Recorded data:
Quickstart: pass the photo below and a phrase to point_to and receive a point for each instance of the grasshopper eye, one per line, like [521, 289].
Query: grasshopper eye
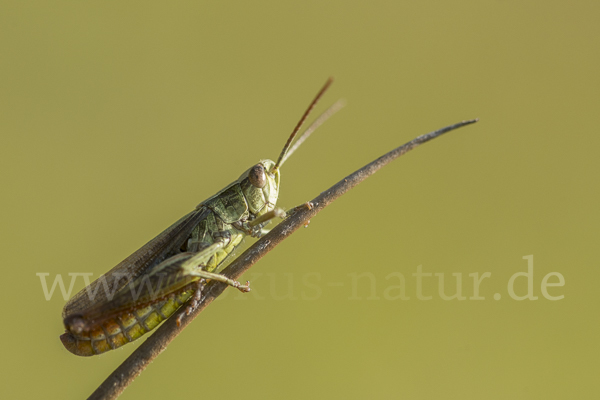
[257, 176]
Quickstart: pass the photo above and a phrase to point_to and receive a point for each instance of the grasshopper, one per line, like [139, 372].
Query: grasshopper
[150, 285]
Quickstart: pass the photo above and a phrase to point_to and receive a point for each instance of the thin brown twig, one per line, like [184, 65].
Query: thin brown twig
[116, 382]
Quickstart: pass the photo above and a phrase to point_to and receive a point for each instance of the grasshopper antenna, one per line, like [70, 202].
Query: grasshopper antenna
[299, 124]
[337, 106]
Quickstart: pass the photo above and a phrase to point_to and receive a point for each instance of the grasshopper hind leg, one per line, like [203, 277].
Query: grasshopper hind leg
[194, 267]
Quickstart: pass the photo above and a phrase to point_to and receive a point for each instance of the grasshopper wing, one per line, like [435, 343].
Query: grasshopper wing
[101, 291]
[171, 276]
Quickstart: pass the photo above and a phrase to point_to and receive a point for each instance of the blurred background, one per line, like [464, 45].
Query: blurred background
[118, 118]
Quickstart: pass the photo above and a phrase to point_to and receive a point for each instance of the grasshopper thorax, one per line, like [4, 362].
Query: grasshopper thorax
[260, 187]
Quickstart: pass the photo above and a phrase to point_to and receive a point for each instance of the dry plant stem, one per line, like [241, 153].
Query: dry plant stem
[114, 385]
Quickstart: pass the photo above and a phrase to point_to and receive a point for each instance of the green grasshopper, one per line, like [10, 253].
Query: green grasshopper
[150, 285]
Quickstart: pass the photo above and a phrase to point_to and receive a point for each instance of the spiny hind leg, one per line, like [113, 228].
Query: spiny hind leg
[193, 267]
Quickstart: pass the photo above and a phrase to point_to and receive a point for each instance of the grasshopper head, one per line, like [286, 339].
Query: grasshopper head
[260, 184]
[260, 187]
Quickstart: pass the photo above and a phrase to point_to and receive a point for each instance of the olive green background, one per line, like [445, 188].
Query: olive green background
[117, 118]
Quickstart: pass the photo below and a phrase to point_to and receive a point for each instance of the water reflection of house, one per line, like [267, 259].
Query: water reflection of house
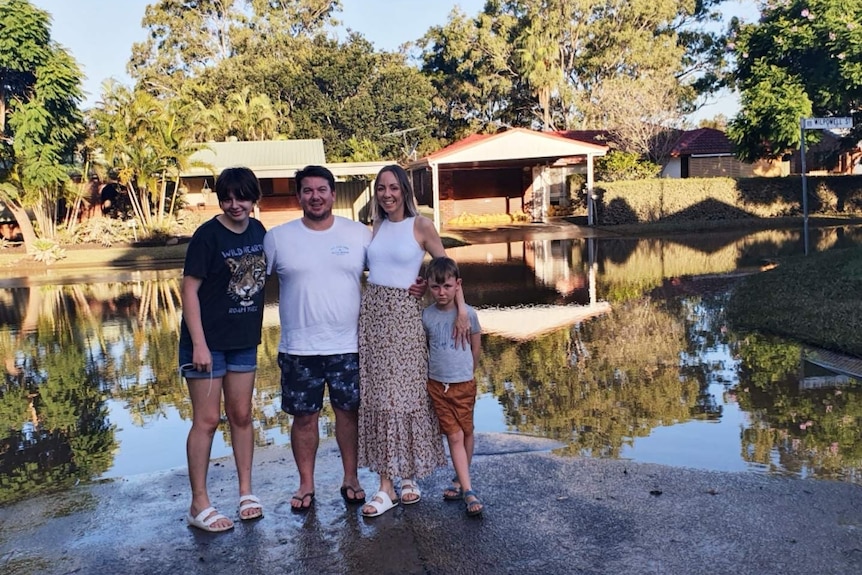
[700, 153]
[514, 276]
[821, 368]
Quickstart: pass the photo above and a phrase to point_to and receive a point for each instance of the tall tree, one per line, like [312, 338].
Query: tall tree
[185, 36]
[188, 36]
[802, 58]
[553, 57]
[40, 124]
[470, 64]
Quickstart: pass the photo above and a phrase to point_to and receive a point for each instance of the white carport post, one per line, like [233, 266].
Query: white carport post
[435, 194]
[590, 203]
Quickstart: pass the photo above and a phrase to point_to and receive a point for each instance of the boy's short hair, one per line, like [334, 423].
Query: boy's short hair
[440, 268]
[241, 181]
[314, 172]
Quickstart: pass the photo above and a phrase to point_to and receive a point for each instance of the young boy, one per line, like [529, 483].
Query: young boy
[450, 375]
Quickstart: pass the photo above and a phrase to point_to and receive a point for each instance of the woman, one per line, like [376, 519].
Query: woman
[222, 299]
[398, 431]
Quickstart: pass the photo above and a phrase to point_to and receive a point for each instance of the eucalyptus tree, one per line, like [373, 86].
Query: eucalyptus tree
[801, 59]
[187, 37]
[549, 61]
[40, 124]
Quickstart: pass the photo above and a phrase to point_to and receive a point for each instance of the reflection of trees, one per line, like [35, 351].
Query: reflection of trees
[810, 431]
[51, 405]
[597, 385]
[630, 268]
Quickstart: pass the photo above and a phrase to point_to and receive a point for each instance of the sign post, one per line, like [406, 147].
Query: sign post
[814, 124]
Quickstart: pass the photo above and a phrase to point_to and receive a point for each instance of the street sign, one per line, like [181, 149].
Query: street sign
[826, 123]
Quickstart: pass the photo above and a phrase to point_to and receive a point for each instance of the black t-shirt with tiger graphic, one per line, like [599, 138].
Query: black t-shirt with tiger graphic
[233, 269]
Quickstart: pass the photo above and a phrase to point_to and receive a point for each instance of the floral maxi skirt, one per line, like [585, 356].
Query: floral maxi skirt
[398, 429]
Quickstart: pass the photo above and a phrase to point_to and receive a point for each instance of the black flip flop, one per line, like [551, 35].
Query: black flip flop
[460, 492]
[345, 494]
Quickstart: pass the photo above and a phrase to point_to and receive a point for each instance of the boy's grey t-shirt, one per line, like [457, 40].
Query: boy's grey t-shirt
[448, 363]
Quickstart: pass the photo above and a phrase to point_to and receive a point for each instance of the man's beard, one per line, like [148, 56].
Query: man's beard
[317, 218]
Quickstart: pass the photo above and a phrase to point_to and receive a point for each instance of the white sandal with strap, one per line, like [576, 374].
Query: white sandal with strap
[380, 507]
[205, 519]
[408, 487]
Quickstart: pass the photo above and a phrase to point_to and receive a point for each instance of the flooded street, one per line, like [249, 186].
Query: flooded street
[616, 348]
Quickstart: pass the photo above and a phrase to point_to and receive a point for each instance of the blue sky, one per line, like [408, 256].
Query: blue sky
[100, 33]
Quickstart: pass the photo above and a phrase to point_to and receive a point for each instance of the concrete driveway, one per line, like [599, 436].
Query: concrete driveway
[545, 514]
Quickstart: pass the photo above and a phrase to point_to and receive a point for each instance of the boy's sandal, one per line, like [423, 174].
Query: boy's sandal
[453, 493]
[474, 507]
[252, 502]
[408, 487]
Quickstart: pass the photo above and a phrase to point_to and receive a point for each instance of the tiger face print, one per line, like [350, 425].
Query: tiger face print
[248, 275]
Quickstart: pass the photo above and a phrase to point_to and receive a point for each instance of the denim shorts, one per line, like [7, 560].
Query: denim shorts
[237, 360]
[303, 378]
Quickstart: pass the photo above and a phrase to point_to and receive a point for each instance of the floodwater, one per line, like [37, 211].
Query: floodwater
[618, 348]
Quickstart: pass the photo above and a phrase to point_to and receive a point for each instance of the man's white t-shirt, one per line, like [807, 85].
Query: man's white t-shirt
--
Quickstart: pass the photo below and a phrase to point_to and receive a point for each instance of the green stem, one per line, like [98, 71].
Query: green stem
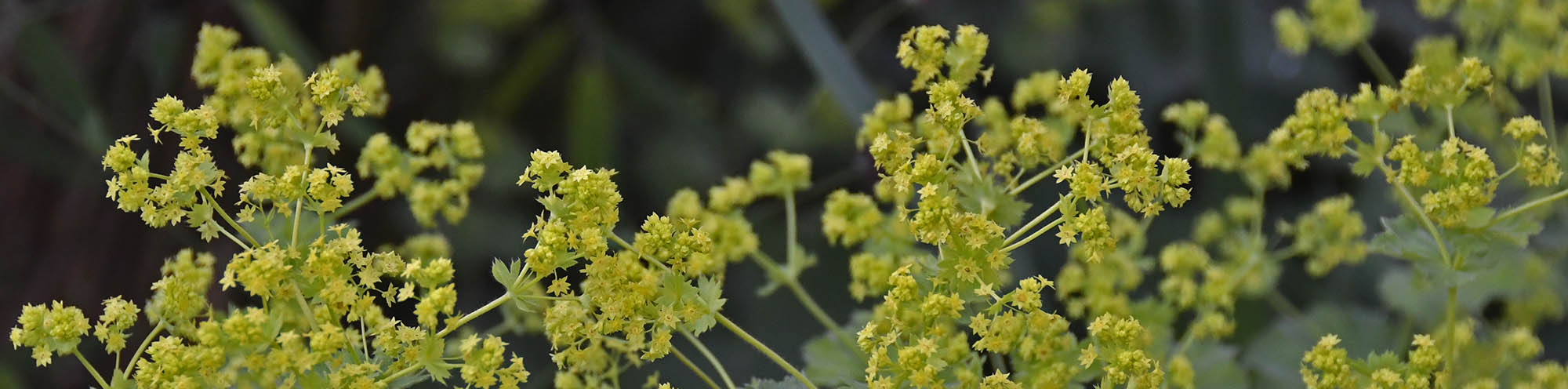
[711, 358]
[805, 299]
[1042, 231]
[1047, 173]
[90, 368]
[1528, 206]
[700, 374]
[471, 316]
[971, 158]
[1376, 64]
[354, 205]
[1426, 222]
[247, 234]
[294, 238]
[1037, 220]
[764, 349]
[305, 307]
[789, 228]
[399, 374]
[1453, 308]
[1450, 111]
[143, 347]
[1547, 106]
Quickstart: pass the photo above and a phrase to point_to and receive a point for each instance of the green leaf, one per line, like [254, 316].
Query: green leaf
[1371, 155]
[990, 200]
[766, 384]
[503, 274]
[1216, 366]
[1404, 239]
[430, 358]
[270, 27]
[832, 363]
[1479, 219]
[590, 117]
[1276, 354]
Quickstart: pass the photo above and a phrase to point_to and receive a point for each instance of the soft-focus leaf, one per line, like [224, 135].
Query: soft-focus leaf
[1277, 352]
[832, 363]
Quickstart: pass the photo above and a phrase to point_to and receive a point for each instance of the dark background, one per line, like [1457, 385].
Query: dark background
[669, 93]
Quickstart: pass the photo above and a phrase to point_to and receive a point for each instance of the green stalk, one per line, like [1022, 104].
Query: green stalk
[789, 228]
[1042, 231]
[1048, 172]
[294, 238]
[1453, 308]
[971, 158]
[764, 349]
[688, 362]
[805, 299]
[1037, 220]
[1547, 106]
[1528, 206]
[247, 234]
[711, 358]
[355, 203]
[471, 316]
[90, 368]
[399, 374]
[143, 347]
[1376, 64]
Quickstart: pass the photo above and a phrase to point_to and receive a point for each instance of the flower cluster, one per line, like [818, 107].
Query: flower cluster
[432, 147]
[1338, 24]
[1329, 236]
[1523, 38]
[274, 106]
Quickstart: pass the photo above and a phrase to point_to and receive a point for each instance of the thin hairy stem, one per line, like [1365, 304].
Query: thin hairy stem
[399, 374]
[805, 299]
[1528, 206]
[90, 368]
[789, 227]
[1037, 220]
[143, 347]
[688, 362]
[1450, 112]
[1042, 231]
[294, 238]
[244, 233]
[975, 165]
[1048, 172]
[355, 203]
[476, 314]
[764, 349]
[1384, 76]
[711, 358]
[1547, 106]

Request: Locate each line in the data above that contains the word "house", matching case exactly, and copy those lines in full.

Answer to this exercise:
Quickstart: pass the photo below and a phrase to point_to and receive a point for each instance of the water reflection of house, one per line, like [267, 259].
Query: water reflection of house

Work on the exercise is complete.